■ **YOUR OBJECTIVE**
Extend the forum thread below on listing the entities that belong to an integration, picking up after its final post.

■ **DOCUMENT SEGMENT**
++++++
How to enumerate entities belonging to an integration?

indeed:

and change that to my if:

now with your edit, and yes those are identical:

but the |default does not work

that makes no sense, eitehr way don’t use that template anymore. You don’t need namespace.

This template will build a list of your integration, the entities, and the count. Sorted on the count.

{% set ns = namespace(items = []) %}
{% for item in  states | map(attribute='entity_id') | map('device_attr', 'identifiers') | reject('none') | map('first') | select('defined') | map(attribute='0') | unique %}
  {% set entities = integration_entities(item) %}
  {% set ns.items = ns.items + [ { 'integration': item, 'count': entities | count, 'entities': entities } ] %}
{% endfor %}
{{ ns.items | sort(attribute='count', reverse=true) }}

well, dont shoot the messenger, I only showing what’s been returned. moving forward, that counting orde is indeed what I was after, thank you!

no need for the list of entities (now…) so took those out for the moment:

  {% set ns = namespace(items = []) %}
{% for item in  states | map(attribute='entity_id') 
  | map('device_attr', 'identifiers') | reject('none') 
  | map('first') | select('defined') 
  | map(attribute='0') | unique %}

  {% set entities = integration_entities(item) %}
  {% set ns.items = ns.items + [ { 'integration': item, 'count': entities | count} ] %}
{% endfor %}
{{ ns.items | sort(attribute='count', reverse=true) }}

id love the output to be a bit cleaner though, and only show Hue: 474, Wave-js: 394 etc etc so made this

{% for integration in ns.items| sort(attribute='count', reverse=true) %}
  {{integration}}
{% endfor %}

but of course it still uses those dictionaries:

what would be the shortest way to that?

in the main namespace(items = []) or clearing that in the final section

Marius, how else do you get attributes out of dictionaries? You know how to do this, you’ve done it thousands of times before.
++++++
■ **MATERIAL PROVIDED**

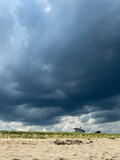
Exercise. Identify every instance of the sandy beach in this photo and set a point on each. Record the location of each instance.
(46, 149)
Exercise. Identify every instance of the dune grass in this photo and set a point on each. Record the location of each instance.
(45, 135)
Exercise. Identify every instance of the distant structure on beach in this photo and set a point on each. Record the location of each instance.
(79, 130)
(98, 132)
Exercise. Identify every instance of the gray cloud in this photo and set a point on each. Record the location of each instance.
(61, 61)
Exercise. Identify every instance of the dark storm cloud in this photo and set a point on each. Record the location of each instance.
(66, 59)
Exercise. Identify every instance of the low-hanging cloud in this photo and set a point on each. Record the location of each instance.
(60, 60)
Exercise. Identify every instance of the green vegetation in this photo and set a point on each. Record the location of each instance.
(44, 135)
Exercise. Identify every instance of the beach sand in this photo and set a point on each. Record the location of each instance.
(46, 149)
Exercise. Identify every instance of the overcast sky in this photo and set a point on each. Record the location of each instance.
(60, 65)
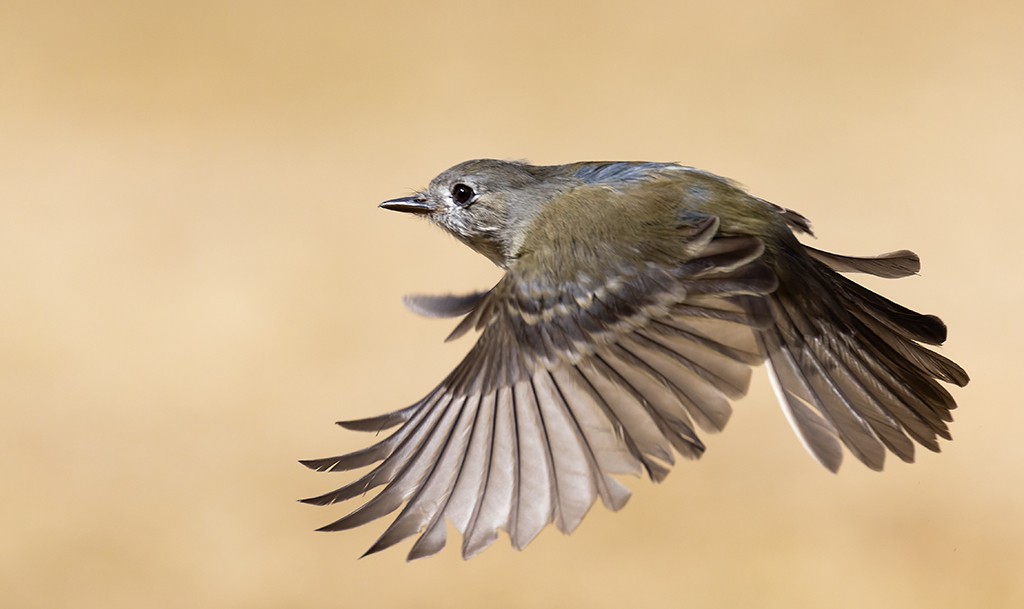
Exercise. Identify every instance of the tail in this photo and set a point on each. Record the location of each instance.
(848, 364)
++++++
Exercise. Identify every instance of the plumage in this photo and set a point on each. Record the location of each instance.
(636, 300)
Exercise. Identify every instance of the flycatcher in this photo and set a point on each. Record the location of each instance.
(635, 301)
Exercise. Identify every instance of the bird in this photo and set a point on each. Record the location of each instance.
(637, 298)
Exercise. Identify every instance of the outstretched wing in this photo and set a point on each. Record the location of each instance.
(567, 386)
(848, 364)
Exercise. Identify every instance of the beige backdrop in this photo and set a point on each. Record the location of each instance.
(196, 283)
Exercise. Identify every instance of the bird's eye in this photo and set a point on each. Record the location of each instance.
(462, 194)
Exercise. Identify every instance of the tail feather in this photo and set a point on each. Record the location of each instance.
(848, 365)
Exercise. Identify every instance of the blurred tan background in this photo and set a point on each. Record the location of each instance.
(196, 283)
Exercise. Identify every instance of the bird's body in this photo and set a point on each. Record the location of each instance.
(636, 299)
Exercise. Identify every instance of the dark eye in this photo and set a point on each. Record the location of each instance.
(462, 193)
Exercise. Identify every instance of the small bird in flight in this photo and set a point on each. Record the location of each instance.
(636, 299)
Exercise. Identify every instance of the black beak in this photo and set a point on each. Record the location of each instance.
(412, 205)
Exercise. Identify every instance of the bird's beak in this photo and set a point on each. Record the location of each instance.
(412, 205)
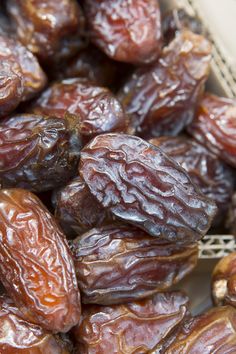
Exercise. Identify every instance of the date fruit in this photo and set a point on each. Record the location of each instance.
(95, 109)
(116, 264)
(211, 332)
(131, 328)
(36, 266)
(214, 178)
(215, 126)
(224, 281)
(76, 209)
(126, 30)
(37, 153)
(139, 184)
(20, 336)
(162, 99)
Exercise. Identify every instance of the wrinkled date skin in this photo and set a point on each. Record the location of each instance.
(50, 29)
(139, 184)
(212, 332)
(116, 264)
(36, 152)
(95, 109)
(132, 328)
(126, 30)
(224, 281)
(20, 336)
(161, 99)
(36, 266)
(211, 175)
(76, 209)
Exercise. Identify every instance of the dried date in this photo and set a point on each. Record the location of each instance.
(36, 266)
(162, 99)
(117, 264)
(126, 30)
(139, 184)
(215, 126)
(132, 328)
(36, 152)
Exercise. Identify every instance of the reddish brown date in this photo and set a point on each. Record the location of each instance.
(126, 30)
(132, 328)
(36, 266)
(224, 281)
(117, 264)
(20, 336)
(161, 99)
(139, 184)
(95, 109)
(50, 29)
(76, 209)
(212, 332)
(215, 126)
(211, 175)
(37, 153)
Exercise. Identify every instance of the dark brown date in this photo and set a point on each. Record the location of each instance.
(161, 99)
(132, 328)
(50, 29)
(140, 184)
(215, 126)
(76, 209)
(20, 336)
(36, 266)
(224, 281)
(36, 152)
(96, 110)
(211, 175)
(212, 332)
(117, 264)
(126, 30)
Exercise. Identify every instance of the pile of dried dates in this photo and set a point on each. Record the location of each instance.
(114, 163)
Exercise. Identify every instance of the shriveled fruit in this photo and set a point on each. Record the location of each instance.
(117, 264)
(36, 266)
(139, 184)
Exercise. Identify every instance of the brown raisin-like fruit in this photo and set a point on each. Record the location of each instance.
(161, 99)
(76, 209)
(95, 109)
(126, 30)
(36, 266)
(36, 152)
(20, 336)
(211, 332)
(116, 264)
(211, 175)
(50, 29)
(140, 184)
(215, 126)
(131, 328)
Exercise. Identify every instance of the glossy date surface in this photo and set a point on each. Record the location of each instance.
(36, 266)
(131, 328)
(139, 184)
++++++
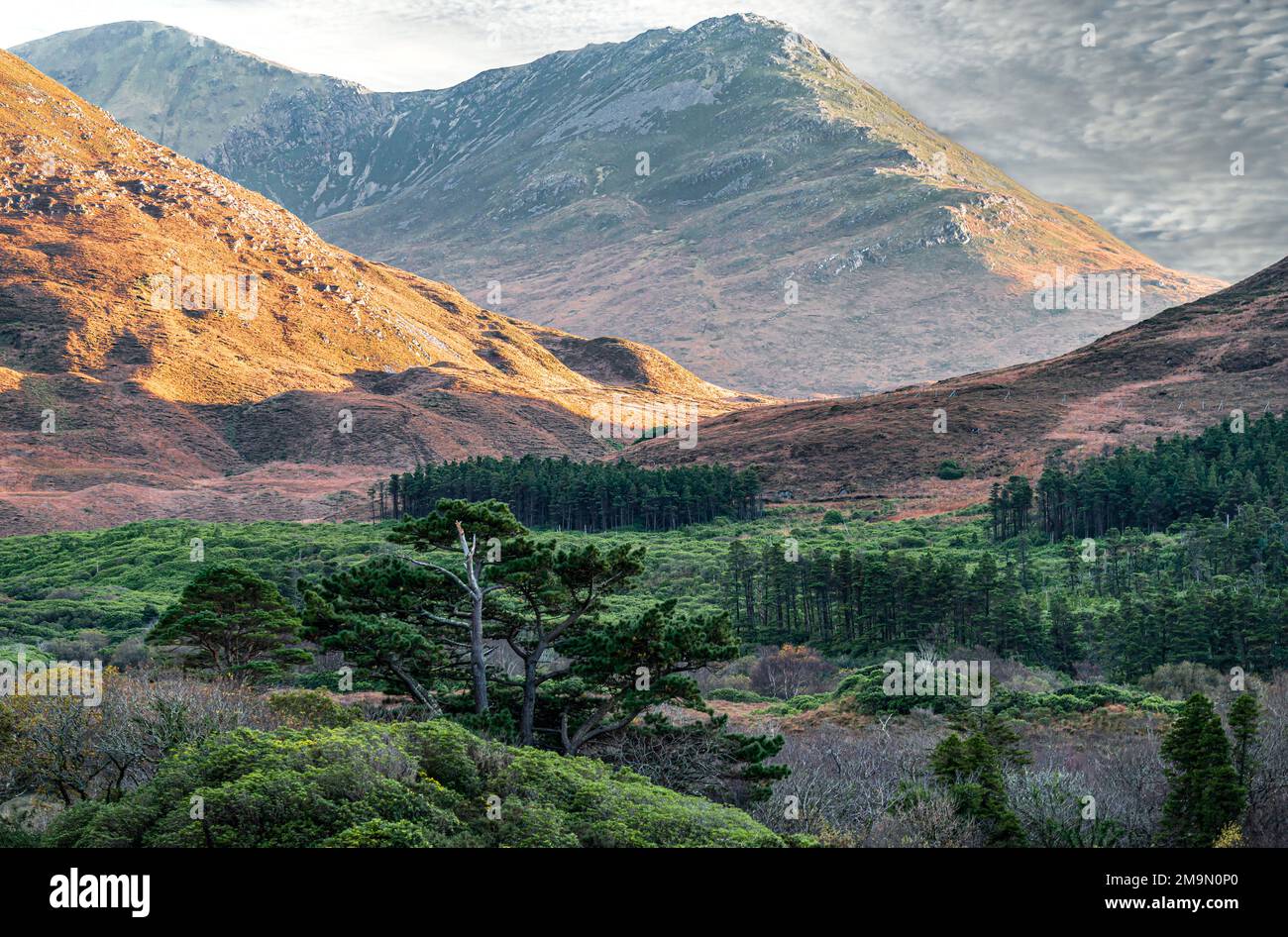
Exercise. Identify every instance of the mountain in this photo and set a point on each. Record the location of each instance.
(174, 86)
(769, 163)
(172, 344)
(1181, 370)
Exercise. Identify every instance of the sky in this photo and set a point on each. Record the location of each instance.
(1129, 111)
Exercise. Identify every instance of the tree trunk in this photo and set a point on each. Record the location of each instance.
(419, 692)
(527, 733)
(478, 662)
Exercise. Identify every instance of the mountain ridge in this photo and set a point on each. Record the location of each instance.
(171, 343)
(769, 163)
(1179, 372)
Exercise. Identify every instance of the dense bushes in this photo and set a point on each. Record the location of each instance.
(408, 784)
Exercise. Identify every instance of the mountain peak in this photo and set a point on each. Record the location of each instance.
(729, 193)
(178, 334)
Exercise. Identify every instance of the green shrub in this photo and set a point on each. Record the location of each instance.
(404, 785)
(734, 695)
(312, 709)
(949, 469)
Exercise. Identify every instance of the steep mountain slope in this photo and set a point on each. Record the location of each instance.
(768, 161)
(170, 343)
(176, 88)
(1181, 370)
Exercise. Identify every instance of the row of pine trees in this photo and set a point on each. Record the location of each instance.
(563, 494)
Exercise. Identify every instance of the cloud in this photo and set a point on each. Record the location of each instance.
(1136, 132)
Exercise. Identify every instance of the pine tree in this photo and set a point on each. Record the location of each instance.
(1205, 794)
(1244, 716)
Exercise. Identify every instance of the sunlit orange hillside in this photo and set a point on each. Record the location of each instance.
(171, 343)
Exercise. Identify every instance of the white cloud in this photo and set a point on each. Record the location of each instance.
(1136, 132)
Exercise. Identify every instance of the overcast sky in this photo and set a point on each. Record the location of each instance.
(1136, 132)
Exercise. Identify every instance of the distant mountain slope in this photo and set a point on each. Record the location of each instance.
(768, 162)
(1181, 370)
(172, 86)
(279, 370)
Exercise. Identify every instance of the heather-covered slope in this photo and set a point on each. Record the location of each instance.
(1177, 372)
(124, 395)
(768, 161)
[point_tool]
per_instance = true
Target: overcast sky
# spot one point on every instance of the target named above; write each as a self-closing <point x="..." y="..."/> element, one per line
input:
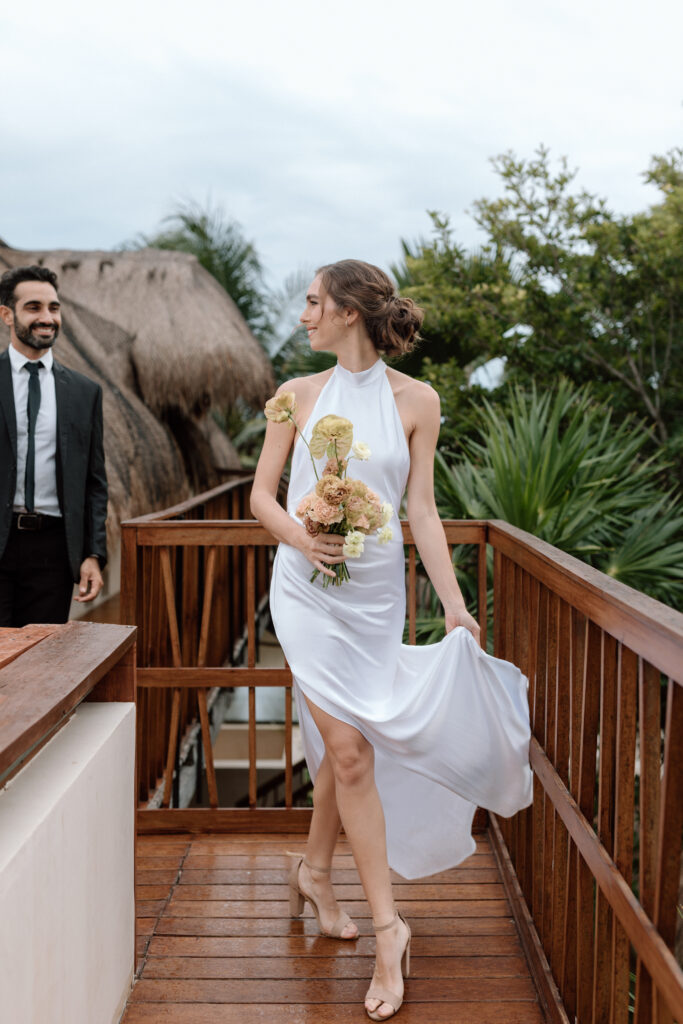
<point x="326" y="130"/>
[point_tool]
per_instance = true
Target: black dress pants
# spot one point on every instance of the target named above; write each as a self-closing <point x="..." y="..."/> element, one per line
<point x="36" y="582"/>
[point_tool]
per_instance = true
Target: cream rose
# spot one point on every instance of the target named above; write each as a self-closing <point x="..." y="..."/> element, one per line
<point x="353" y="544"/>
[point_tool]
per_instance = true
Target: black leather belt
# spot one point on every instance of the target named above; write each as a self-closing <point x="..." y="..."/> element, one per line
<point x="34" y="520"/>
++++++
■ **TASK OUTPUT**
I’ve been trying to use the method described above to get information about browser_mod users and I’be been getting a strangely high number. I then came across a different technique that seems to be doing the same thing but gets a strangely low number. Can anyone help me understand what is going on? I believe neither of them is enumerating to a credible number, which by looking browser_mod integation is 16.
Technique 1 from this thread enumerates to 90:

        {%- set devices = states | map(attribute='entity_id') | map('device_id') | unique | reject('eq',None) | list %}
        {%- set ns = namespace(entities = []) %}
        {%- for device in devices %}
          {%- set ids = device_attr(device, 'identifiers') | list | first | default %}
          {%- if ids[0] == 'browser_mod' %}
              {%- set ns.entities = ns.entities + [ids[1]] %}
          {%- endif %}
        {%- endfor %}
        {{ ns.entities |count }}

Technique 2 enumerates to 5:

{{integration_entities('browser_mod')|select('contains','browser_user')|reject('contains','browser_useragent')|list|count }}

The first is finding all entities created by browser mod, the second is finding only entities with a specific enitty_id.

The first method is specifically finding unique devices as well. It’s unnecessary for your application if you’re looking for entities.

{{ integration_entities('browser_mod') }}

Hi all, been following this with interest, yet I noticed that Tasmota seems to be one of those integrations for which entities cannot be enumerated using these templates. Any suggestions on how to reach a similar result with that integration?

I’m using the Tasmota integration so this lists all entities belonging to it:

{{ integration_entities('tasmota') }}

Why does Home Assistant still make it so hard to find the identifier for an integration???

custom:auto-entities allows you to filter by governing integration but that paramater requires the “secret” integration identifier…

The integration’s friendly name can be seen in several places but that is not at all useful.

I shouldn’t have to locate this topic, copy and paste @petro’s magic template into Dev Tools > Template and then visually inspect the list for the correct identifier!

It should be available to easily view from somewhere in the UI like here…
image

or here…

or even here…

:face_exhaling:

You mean apart from the fact that you installed that custom integration in a directory named smartthinq_sensors?

No great secret really.

Yes it is quite a pain in the ass.

It’s not apparent what the domain is. The domain can be different than the name of the integration or even the friendly name of the integration. The selector should accept the friendly name. I’m not sure if @dbrunt tried it, but it would be worth trying to use the friendly name of the integration to see if it works. I’m not sure if it does. Regardless, there does need to be any easier way to get the ‘slug’.

If you’re happy to find it manually, it’s in the URL of that link and its landing page.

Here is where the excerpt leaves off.